> **Extracted text**:
=======

Unitary authority area in County Durham, England

County Durham is a unitary authority area in the ceremonial county of County Durham, England. It is governed by Durham County Council. The district has an area of English district area km2, and contains 135 civil parishes. It forms part of the larger ceremonial county of Durham, together with boroughs of Darlington, Hartlepool, and the part of Stockton-on-Tees north of the River Tees.

==History==
Between 1974 and 1 April 2009, County Durham was governed as a two-tier non-metropolitan county, with a county council and district councils. The original eight districts were Chester-le-Street, Darlington, Derwentside, Durham (city), Easington, Sedgefield, Teesdale, and Wear Valley. In 1997 Darlington was removed from the non-metropolitan county and became a separate unitary authority. In 2009 the remaining districts were abolished and replaced by a single district covering the non-metropolitan county, with Durham County Council as the sole local authority.

==Geography==
The district has multiple hamlets and villages. Settlements with town status include Consett, Barnard Castle, Peterlee, Seaham, Bishop Auckland, Newton Aycliffe, Middleton-in-Teesdale, Shildon, Chester-le-Street, Crook, Stanley, Willington, Stanhope, Spennymoor, Ferryhill and Sedgefield while Durham is the only city in the district.

Neighbouring council areas
| Local authority | In relation to the district |
|---|---|
| Northumberland | North |
| Gateshead | North east |
| City of Sunderland | North east |
| Hartlepool | South east |
| Stockton-on-Tees | South east |
| Darlington | South |
| North Yorkshire | South |
| Westmorland and Furness | West |

==Governance==
Following the 2025 Durham County Council election, the council is under control of Reform UK.

=======

> **Task goal**: Continue the County Durham article from its last sentence.

=======

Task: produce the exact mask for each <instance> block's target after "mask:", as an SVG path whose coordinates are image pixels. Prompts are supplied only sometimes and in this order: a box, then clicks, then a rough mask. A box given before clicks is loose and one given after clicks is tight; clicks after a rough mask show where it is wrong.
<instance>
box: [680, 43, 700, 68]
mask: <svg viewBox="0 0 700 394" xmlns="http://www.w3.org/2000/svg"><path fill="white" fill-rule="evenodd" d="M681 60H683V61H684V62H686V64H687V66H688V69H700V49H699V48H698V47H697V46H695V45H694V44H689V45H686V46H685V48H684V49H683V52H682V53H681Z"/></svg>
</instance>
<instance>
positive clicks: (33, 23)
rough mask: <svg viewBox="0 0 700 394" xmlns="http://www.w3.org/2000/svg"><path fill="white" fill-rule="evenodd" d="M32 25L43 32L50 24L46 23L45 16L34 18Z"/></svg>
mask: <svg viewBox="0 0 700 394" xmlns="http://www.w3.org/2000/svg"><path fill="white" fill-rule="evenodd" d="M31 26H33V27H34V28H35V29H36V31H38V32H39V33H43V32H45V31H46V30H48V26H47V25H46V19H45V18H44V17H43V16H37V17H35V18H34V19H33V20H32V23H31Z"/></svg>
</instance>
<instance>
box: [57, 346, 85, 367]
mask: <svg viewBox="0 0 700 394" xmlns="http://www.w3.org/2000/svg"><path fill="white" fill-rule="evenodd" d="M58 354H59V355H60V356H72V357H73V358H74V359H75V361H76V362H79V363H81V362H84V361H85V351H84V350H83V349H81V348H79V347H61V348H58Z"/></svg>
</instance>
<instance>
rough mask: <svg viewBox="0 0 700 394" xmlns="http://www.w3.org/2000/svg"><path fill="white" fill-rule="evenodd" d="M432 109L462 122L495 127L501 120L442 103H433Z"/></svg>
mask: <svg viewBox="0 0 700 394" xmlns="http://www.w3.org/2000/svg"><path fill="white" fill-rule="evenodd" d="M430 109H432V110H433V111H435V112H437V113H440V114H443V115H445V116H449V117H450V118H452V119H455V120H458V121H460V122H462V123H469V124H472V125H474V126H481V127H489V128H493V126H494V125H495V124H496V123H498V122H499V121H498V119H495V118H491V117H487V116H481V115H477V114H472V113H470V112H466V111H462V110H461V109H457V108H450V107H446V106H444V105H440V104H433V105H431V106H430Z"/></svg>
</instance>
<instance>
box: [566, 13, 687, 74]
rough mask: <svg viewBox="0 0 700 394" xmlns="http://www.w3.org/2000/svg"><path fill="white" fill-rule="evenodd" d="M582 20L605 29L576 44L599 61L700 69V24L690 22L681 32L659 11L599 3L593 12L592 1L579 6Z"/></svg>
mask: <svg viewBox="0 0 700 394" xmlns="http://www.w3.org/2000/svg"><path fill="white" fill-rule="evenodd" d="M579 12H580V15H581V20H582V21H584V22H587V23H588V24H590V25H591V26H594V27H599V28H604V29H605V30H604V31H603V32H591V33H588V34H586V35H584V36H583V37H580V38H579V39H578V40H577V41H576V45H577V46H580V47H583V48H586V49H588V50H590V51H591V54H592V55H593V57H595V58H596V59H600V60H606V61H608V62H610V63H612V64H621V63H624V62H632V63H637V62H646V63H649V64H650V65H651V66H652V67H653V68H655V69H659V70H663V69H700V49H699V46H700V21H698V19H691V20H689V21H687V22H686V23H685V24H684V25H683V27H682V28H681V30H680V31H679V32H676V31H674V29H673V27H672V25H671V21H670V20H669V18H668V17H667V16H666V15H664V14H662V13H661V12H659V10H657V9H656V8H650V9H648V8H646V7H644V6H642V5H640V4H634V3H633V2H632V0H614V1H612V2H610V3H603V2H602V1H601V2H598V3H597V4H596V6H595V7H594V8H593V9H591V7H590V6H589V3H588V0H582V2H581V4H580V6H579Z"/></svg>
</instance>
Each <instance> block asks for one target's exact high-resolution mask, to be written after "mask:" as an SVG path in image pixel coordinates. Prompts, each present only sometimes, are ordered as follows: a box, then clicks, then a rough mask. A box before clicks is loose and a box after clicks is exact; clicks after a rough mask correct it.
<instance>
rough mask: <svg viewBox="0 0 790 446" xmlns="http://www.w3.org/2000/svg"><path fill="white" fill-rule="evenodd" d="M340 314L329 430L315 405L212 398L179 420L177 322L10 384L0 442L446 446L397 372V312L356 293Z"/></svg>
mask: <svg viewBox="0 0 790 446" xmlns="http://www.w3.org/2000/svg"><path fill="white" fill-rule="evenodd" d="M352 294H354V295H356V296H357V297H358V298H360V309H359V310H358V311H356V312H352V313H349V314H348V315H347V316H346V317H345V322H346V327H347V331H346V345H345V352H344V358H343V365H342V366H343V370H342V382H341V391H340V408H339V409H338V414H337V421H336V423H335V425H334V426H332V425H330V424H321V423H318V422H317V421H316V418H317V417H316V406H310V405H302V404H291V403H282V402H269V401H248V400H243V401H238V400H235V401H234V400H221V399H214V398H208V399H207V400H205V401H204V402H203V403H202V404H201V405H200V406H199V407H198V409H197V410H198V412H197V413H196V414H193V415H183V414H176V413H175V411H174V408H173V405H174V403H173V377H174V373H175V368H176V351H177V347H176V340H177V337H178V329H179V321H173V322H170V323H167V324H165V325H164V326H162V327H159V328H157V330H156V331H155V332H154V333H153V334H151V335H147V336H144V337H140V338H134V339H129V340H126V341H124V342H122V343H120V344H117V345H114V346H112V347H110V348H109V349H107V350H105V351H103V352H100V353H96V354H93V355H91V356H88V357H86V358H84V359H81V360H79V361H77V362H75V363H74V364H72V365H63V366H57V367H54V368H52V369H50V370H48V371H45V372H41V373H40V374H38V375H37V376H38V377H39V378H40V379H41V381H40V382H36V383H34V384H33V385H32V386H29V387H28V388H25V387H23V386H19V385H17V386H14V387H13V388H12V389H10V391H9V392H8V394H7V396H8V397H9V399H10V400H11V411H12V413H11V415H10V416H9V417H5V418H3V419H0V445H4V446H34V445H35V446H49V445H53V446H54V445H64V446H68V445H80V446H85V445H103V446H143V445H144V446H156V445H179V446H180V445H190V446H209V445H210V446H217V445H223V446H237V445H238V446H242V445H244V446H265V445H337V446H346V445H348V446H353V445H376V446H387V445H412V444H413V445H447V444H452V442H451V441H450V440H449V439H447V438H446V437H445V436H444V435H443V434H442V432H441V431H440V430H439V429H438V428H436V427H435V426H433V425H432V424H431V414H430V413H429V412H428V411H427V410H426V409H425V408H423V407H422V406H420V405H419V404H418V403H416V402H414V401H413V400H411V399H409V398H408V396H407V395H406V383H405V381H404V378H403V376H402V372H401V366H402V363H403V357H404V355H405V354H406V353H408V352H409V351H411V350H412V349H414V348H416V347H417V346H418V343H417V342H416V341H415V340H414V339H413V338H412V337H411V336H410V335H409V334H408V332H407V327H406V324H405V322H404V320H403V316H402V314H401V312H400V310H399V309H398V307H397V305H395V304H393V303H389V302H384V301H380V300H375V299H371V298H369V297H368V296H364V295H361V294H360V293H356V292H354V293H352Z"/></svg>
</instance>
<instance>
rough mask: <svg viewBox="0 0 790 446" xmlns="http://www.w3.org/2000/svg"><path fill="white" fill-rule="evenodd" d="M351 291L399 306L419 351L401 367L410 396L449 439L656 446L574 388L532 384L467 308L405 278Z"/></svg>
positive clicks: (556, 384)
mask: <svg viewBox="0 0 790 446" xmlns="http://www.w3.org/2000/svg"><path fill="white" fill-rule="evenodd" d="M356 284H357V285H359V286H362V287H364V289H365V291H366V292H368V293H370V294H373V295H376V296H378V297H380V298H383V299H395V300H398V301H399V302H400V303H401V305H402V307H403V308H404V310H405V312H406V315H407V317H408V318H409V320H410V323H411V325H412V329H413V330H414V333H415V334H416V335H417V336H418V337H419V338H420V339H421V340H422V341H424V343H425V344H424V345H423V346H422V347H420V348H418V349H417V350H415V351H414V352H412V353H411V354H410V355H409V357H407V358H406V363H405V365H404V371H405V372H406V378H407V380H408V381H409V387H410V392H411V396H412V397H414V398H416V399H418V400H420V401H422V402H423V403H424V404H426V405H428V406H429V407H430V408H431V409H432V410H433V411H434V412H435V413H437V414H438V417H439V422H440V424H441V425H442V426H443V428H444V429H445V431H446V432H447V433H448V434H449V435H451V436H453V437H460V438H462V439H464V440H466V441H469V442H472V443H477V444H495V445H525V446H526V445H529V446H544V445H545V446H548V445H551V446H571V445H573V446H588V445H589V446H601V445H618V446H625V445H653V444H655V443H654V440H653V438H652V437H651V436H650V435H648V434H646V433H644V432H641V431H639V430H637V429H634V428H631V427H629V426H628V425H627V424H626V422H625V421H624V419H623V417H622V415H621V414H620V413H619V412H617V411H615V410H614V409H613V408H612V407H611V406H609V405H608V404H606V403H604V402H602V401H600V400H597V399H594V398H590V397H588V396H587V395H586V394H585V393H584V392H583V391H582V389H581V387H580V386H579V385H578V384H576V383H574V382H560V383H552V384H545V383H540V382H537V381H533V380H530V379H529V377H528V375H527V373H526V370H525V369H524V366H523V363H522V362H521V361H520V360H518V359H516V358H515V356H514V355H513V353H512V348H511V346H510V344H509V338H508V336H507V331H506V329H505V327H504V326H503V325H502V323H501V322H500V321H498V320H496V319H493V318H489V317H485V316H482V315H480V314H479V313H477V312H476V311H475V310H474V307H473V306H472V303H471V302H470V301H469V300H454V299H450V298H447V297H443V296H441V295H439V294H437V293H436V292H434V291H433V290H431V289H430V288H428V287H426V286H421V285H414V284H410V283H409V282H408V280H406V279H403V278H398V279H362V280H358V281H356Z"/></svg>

=======

> **Task answer**:
==Economy==
The main industries that people in County Durham work in are retail, health and social work, and manufacturing. The three largest industry groups (Note: The industry groups are derived from the UK's Standard Industrial Classification.) for jobs based in the district are education, health, and manufacturing, while the three largest for businesses (Note: Covering all businesses registered for VAT.) are construction, retail, and professional, scientific, and technical services.

==Education==

Durham LEA has a comprehensive school system with 36 state secondary schools (not including sixth form colleges) and five independent schools (four in Durham and one in Barnard Castle). Easington district has the largest school population by year, and Teesdale has the smallest with two schools. Only one school in Easington and Derwentside districts have sixth forms, with about half the schools in the other districts having sixth forms.

==Media==
Local TV coverage is provided by BBC North East and Cumbria and ITV Tyne Tees. Local radio stations include BBC Radio Newcastle, BBC Radio Tees, Capital North East, Heart North East, Smooth North East, Greatest Hits Radio North East, Nation Radio North East, TFM; and community radio stations Durham On Air, Bishop FM in Bishop Auckland,
and Darlo Radio serving Darlington.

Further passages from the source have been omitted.